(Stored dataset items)
■ ■ ■ ■

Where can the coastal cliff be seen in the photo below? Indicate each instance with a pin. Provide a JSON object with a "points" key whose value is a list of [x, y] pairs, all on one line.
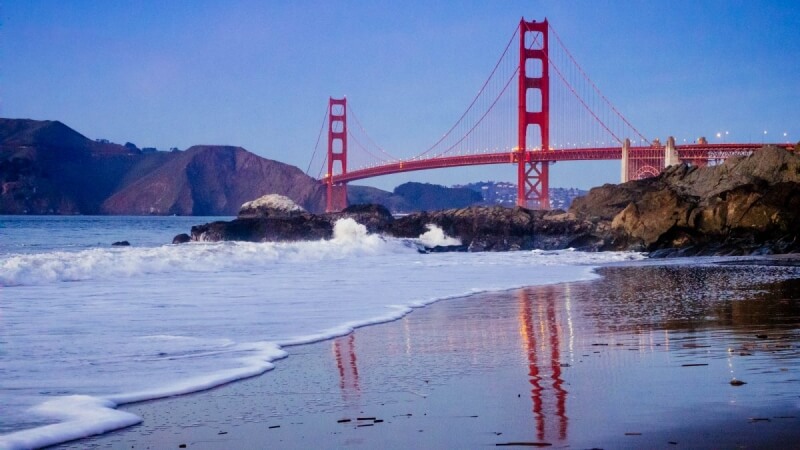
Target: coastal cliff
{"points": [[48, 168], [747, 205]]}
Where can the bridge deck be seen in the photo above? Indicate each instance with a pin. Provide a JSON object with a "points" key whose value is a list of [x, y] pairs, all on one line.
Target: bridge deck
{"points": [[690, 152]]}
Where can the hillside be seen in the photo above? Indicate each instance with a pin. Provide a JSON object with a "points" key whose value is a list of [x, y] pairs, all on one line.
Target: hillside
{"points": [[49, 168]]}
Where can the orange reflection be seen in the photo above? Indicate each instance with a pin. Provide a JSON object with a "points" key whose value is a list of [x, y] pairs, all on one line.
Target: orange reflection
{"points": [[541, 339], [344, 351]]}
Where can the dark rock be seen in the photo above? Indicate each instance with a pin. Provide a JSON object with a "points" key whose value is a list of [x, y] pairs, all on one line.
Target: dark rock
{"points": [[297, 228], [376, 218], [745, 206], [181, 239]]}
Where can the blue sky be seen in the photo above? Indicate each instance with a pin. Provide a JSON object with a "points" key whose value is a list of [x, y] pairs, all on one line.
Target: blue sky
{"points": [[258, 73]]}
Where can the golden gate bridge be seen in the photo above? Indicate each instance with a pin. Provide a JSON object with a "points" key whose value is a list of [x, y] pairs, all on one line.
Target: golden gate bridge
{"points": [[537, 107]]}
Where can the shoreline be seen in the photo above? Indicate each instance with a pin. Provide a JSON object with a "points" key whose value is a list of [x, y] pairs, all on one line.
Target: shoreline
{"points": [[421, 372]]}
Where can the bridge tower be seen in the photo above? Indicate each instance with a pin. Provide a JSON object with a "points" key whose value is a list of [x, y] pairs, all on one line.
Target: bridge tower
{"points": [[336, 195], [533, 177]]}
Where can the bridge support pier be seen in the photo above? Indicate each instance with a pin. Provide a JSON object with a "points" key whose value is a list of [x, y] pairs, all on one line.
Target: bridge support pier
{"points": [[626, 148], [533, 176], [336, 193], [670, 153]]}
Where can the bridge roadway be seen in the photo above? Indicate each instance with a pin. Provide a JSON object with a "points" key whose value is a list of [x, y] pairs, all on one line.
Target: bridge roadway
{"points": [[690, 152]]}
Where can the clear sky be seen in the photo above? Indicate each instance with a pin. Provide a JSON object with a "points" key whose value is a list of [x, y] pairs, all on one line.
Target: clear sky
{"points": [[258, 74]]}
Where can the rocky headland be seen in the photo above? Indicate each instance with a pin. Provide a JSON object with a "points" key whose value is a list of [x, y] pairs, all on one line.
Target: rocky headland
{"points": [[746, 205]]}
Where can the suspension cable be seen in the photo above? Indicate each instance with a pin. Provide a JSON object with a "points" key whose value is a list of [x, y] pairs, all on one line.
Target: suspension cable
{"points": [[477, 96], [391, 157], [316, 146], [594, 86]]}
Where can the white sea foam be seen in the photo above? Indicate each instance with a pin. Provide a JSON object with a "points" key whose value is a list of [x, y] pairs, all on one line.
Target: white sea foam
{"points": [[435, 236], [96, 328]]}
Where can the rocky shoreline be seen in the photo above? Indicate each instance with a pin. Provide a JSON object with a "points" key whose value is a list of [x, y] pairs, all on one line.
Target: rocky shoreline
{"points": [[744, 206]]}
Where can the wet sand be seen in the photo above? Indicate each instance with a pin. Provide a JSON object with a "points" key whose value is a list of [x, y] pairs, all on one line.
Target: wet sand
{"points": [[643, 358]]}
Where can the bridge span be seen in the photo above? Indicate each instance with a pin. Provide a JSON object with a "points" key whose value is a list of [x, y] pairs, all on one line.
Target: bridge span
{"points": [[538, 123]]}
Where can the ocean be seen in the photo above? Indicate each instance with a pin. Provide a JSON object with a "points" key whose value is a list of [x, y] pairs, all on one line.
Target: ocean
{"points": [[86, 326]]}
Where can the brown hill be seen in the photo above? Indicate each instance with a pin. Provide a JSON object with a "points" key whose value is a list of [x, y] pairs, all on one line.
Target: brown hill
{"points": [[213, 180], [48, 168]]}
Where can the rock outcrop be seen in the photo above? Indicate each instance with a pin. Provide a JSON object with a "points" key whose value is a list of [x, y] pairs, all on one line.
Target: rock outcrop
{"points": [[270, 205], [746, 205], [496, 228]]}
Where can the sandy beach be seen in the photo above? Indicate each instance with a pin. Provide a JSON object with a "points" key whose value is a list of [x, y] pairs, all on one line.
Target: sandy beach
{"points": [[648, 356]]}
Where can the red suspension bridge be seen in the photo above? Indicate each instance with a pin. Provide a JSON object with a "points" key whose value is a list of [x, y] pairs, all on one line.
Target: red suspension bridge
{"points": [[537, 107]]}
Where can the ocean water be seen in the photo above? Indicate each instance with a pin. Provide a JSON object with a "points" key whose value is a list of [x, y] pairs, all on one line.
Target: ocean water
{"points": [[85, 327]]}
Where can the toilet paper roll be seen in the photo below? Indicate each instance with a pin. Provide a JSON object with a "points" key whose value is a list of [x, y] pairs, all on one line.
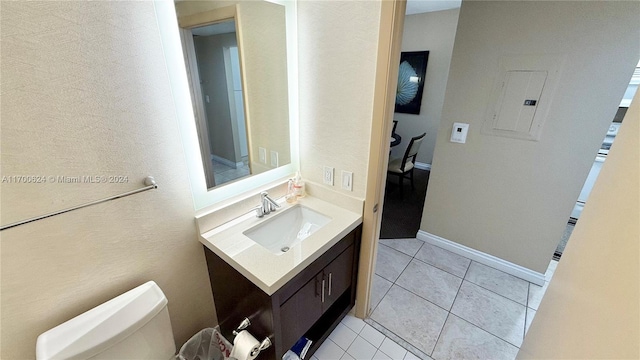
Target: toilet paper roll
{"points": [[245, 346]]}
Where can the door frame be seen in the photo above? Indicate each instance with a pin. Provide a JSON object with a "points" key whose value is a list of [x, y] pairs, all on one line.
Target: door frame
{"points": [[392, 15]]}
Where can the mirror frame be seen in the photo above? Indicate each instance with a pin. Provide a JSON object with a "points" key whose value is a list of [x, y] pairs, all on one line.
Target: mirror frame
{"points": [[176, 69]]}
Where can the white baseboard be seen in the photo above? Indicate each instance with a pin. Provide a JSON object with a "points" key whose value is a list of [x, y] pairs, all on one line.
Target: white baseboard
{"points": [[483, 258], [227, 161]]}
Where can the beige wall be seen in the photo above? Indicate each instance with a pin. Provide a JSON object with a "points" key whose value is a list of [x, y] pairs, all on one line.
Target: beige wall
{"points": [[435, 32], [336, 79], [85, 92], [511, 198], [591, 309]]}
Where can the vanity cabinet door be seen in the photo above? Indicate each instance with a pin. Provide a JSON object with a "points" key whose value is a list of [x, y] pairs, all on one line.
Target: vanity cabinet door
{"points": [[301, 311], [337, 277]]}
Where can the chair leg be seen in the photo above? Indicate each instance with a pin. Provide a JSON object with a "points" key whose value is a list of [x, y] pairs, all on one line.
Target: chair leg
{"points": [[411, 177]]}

■ ■ ■ ■

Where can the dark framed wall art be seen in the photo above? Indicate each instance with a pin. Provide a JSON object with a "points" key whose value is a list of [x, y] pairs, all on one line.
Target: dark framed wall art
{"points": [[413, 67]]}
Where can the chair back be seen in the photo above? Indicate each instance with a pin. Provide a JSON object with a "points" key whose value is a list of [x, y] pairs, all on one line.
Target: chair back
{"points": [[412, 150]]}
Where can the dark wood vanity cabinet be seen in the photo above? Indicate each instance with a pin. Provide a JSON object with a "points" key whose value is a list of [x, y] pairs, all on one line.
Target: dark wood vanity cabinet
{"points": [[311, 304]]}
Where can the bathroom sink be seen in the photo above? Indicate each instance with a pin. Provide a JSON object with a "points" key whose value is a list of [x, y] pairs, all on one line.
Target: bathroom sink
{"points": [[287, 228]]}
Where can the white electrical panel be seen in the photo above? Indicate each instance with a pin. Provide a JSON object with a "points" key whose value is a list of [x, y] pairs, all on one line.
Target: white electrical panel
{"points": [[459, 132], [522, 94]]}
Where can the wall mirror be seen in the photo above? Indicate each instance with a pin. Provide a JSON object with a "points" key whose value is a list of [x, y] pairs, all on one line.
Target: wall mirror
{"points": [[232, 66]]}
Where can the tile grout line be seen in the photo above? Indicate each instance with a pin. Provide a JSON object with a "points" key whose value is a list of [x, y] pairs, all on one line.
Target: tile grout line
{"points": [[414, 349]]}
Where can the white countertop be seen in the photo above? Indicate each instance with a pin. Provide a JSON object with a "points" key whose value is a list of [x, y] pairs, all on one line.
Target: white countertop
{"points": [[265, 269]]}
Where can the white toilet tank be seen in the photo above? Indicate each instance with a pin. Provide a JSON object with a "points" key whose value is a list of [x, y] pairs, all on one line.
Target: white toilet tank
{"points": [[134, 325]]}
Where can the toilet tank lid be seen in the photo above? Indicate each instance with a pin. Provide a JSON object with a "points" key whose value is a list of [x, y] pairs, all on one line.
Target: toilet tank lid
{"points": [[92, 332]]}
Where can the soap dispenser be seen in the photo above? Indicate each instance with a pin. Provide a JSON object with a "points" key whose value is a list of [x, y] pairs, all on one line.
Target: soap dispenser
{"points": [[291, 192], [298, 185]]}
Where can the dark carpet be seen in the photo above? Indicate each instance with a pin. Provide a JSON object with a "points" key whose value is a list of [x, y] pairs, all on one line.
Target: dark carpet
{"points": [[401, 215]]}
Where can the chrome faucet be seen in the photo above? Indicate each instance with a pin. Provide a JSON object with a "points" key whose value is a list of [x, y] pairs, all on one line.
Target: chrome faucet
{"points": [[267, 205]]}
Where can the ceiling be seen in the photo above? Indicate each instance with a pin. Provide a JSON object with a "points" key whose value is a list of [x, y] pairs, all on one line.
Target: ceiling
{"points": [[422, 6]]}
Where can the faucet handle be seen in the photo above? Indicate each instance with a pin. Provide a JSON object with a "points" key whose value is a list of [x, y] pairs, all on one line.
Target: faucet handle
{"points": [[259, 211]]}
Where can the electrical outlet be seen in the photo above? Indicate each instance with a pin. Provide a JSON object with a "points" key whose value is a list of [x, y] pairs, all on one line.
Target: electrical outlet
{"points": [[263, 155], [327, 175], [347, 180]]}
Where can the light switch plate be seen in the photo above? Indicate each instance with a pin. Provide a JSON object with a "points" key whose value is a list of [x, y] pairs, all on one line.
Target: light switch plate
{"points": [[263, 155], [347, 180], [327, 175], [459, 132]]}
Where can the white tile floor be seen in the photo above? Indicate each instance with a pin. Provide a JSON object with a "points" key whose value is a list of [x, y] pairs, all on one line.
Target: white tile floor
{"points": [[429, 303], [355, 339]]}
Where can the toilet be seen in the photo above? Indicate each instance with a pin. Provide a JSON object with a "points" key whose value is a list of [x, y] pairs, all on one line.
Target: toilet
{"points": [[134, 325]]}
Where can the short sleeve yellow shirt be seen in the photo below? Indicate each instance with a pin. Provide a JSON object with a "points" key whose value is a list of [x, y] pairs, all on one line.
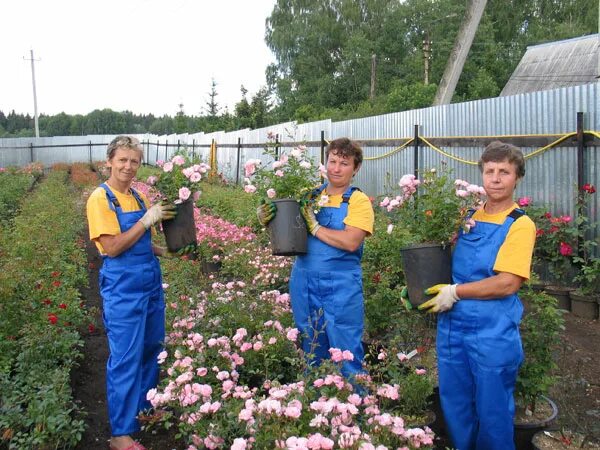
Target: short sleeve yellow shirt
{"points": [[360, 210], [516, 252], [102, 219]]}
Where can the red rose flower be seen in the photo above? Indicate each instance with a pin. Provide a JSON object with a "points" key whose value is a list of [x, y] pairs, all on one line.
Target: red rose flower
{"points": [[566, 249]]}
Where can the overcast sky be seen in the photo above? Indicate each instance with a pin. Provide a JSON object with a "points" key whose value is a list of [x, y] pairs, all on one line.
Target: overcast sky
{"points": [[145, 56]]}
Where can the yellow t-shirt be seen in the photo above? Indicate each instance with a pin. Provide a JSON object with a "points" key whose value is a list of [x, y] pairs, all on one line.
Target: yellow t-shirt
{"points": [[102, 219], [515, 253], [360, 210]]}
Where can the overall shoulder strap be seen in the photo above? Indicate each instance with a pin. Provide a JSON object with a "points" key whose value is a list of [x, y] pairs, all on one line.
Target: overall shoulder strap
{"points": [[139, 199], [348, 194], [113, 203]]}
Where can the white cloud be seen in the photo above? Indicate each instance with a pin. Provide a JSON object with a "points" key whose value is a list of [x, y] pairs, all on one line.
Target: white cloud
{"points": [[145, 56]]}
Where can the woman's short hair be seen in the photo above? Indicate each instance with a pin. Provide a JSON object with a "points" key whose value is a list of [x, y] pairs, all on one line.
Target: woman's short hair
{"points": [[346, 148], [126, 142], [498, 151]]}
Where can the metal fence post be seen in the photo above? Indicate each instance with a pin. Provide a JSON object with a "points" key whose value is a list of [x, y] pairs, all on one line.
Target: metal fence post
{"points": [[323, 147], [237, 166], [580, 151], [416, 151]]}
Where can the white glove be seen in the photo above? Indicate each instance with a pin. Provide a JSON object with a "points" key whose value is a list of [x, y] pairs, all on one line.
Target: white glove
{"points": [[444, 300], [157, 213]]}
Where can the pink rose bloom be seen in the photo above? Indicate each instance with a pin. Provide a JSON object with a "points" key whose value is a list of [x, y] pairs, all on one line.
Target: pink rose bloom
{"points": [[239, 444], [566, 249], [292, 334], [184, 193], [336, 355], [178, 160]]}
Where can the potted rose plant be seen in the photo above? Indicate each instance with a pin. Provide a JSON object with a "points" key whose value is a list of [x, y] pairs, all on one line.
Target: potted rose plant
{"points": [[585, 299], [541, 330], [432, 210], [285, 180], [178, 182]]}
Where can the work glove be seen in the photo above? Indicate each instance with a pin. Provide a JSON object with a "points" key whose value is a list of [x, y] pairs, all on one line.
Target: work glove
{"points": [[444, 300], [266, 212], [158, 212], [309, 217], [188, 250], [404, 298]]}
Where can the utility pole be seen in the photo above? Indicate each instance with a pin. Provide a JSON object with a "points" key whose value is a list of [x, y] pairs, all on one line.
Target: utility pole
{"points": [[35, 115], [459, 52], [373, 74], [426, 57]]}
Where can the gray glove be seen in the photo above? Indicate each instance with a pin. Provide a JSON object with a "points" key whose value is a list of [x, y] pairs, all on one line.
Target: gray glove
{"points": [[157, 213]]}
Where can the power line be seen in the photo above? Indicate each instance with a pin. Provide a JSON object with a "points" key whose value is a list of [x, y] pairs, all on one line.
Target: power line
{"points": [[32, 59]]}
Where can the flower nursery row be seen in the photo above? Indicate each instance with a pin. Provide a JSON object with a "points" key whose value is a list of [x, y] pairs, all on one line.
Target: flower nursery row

■ ■ ■ ■

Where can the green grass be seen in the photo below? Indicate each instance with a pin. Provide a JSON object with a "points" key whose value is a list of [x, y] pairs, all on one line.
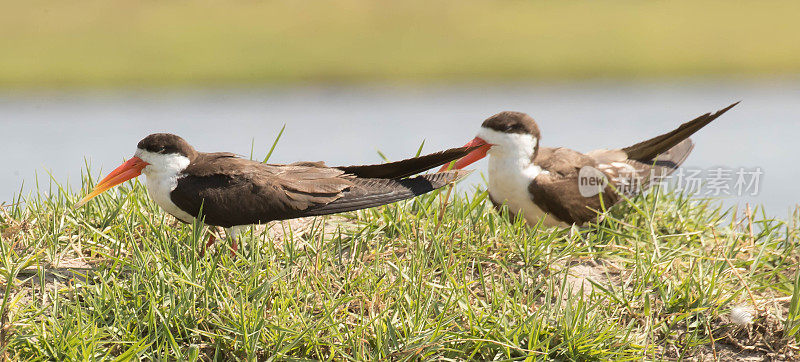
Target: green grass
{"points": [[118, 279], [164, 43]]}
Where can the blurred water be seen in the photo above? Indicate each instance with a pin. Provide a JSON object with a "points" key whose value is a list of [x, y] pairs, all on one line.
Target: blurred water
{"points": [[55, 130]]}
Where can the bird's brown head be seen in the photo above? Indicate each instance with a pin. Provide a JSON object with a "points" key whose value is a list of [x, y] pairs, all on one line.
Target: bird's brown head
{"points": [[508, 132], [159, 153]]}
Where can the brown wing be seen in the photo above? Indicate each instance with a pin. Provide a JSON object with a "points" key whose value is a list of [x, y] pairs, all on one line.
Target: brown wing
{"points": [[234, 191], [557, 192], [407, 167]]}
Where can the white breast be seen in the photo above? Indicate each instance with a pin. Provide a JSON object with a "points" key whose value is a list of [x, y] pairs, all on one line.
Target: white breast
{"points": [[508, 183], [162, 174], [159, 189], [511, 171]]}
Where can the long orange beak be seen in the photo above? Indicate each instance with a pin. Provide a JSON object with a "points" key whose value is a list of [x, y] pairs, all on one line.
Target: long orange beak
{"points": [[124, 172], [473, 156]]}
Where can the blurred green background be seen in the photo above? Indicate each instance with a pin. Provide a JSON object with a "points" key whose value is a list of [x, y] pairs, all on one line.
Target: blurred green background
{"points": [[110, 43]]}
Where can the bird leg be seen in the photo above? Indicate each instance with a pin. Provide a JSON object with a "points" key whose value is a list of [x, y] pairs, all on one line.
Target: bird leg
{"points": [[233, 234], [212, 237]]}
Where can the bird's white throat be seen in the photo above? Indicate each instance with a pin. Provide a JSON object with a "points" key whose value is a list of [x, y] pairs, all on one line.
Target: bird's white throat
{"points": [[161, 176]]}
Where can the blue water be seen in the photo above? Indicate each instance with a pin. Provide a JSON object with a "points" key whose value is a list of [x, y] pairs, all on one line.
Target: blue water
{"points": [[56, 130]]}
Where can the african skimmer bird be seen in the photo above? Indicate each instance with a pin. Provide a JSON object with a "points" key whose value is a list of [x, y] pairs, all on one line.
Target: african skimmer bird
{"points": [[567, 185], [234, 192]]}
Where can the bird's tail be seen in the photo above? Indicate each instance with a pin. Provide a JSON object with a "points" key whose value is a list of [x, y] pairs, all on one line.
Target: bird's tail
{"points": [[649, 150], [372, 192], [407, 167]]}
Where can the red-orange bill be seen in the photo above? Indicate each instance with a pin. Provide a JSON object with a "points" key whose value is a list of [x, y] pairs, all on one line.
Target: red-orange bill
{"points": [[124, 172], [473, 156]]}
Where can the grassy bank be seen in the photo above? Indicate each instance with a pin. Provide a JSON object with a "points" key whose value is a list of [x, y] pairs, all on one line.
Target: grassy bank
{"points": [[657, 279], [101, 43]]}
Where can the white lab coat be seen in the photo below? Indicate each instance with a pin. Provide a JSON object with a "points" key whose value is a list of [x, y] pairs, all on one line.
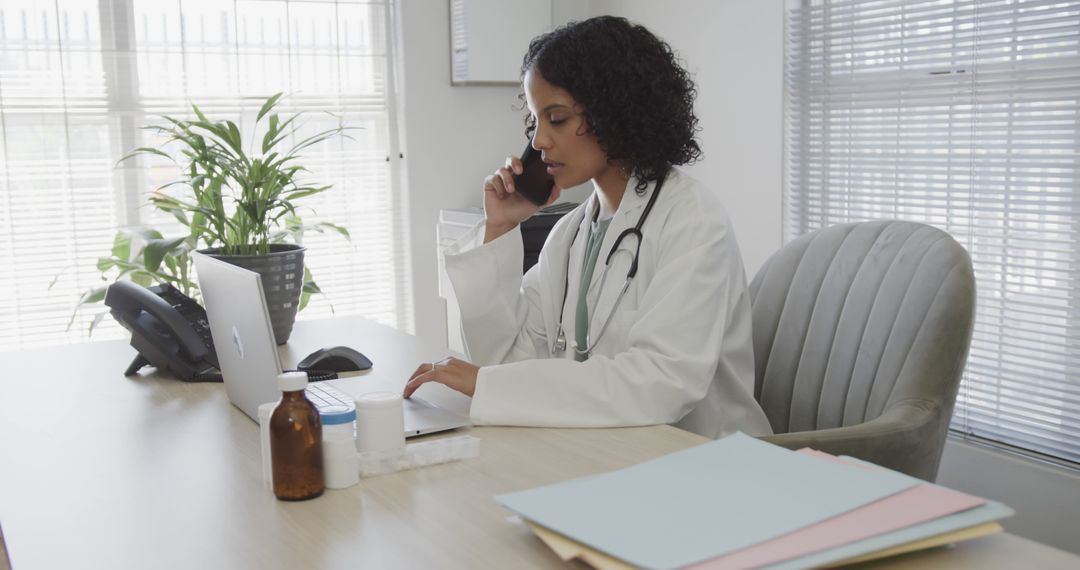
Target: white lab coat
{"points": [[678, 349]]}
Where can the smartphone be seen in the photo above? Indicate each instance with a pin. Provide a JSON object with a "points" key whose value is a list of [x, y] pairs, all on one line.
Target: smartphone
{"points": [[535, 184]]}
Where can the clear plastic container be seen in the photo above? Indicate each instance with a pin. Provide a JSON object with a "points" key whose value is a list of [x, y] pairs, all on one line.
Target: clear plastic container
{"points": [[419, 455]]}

■ ■ ■ ■

**Task requirements**
Gather every line in the entries above that contains the string "african", keeping them in their original order.

**Answer below**
Where can the african skimmer bird be seen in the photo above? Indicate each instance with a pin. Provide a JSON object with a "points" key whose value is a list of [x, y] pairs, all on one line.
Target: african skimmer bird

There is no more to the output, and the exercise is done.